Mallesons prospers from Allens IP conflict

A POSSIBLE client conflict within Allens Arthur Robinson’s (AAR) patent and trademark arm has led to the release of six team members, including partners Wayne McMaster and Robert Cooper, to…

A POSSIBLE client conflict within Allens Arthur Robinson’s (AAR) patent and trademark arm has led to the release of six team members, including partners Wayne McMaster and Robert Cooper, to top-tier rival Mallesons Stephen Jaques.

The unusual circumstances underlying the split surround work performed by the Melbourne-based team for pharmaceutical giant Mayne.

Qualified as a lawyer, patent and trade mark attorney, McMaster acted for the generic company prior to his 1999 switch to Allens, which also maintained deep relationships with a number of originator clients.

Generic and originator companies are strong competitors and regularly face off in the IP arena.

It is understood that McMaster’s relationship with Mayne was of late causing tension among Allens’ long-standing originator stable.

“Any conflicts between the two had been successfully managed, but it became increasingly clear that there was a real potential for conflict and therefore, for professional and ethical reasons, we decided that we could not represent particular types of generic companies that challenge pharmaceutical inventions of our originator clients,” an Allens spokesperson said.

The sextet, “effectively a core team for [Mayne] within a team”, were then released as a matter of course when Allens decided to stand by its originator clients, some of whom had used the firm for decades.

“Decisions such as these are never easy, but as we had longer standing relationships with those originator companies, those were better established,” the spokesperson added.

With Mallesons already performing a key amount of work for Mayne, the released group’s destination was made clearer.

McMaster, whose team specialises in bioscience and pharmaceuticals, added that the group wanted to remain in “the high profile patent litigation drug area”. As such, peeling off alone was not a viable option.

__Questions__.
• A. Decide whether each statement below agrees with the article on the Allens IP conflict, answering yes or no and quoting the words of the article that settle it: (i) McMaster moved to Allens in 1999; (ii) the team that left Allens was based in Sydney; (iii) Mallesons had done no work for Mayne before the group arrived.
• B. In one to three sentences, explain why, according to the article on the Allens IP conflict, the firm chose to keep its originator clients rather than the generic company.
• C. Extend the article on the Allens IP conflict, beginning immediately after its final sentence.

__Dataset section__.
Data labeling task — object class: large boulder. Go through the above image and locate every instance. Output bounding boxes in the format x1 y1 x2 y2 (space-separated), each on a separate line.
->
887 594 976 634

__Your written answers__.
• A.
(i) Yes: "prior to his 1999 switch to Allens".
(ii) No: "the Melbourne-based team".
(iii) No: "With Mallesons already performing a key amount of work for Mayne".

• B. Allens had longer-standing relationships with its originator clients, some of whom had used the firm for decades, so those relationships were better established. The firm also concluded that there was a real potential for conflict and decided, for professional and ethical reasons, that it could not represent generic companies that challenge its originator clients' pharmaceutical inventions.

• C.
“In patent litigation you need significant resources behind you. The document management demands are huge and need the backing of a large firm,” he said.

The new additions boost Mallesons’ IP partnership ranks in Melbourne from three to five. Further depth is also provided by senior associates Duncan Bucknell and Shyama Jayaswal, patents counsel Carolyn Rolls and senior patents legal executive Debra Barnes. Senior Mallesons IP partners Cheng Lim and Maurice Gonsalves said that while the bulk lateral hire was “unusual for a firm like ours”, they were correspondingly excited by the prospect of working side-by-side with the new recruits.

Despite having the large and swift critical weight gain, Mallesons will continue to approach its patent and trade mark firms from within. Unlike top-tier counterparts Freehills, Blake Dawson Waldron and AAR, Mallesons harbours no immediate intentions to create a “bolt on” patent arm.

Both McMaster and Cooper, an IP litigator who spent five years in the UK with Bird & Bird, prefer an “integrated” approach, which sees attorneys and lawyers working in close physical proximity under the same practice group.

Cooper acknowledged that there was potential for the two breeds to clash and felt that a seamless strategy was the way to go.

Allens concluded by saying it “regretted the outcome”. However, the firm did not view the complicit sequence of events as a learning curve for future dealings in the patent and trade mark arena.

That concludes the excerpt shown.